Testo fornito
==============================
Da qui le espressioni perse nel vuoto,i capi reclinati in segno di sconforto, le bocche aperte in segno di una profonda sofferenza quasi a gridare al cielo la propria disperazione. L’introduzione dello smalto e del colore diviene elemento decisivo nella poetica di Gian Genta. Cromatismi violenti, rossi, gialli, verdi, amplificano il dramma interiore con una trasposizione che assorbe lo spettatore nella tensione della scultura.
==============================
Attività richiesta 1
Riscriva in forma di elenco il paragrafo del testo sulla scultura di Gian Genta che inizia con «Da qui le espressioni», conservandone i fatti principali.
Attività richiesta 2
Riassuma in due frasi il testo sulla scultura di Gian Genta.
==============================
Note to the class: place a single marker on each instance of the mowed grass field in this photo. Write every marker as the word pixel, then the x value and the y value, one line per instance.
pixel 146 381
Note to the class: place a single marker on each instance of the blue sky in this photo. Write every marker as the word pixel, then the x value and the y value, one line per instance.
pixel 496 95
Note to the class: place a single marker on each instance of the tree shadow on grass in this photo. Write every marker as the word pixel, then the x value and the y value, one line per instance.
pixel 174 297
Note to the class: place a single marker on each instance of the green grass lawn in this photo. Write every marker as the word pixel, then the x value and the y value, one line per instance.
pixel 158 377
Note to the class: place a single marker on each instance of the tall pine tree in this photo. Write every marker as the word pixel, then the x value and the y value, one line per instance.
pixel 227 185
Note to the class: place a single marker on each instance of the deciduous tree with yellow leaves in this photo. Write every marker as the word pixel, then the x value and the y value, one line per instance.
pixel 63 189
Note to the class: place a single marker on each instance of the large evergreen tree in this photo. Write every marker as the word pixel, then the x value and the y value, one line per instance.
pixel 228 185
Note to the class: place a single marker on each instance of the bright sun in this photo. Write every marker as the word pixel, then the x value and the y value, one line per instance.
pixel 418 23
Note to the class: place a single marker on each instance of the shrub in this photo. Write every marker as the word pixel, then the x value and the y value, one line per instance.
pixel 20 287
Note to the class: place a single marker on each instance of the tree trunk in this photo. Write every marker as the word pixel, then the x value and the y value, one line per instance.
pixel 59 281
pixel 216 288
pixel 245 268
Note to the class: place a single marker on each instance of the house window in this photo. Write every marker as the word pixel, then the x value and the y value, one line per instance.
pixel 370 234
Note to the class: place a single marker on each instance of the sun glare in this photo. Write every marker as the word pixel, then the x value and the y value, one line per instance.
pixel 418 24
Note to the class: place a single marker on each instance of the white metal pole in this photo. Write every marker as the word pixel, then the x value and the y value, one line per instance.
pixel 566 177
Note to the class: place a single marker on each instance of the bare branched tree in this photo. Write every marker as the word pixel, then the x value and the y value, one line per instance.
==============================
Risposta attesa 1
- Compaiono espressioni perse nel vuoto, capi reclinati in segno di sconforto e bocche aperte che esprimono una profonda sofferenza, quasi a gridare al cielo la propria disperazione.
- L'introduzione dello smalto e del colore diventa un elemento decisivo nella poetica di Gian Genta.
- Cromatismi violenti (rossi, gialli, verdi) amplificano il dramma interiore e assorbono lo spettatore nella tensione della scultura.

Risposta attesa 2
Compaiono espressioni perse nel vuoto, capi reclinati in segno di sconforto e bocche aperte che esprimono una profonda sofferenza. Nella poetica di Gian Genta lo smalto e il colore diventano decisivi, e i cromatismi violenti, rossi, gialli e verdi, amplificano il dramma interiore assorbendo lo spettatore nella tensione della scultura.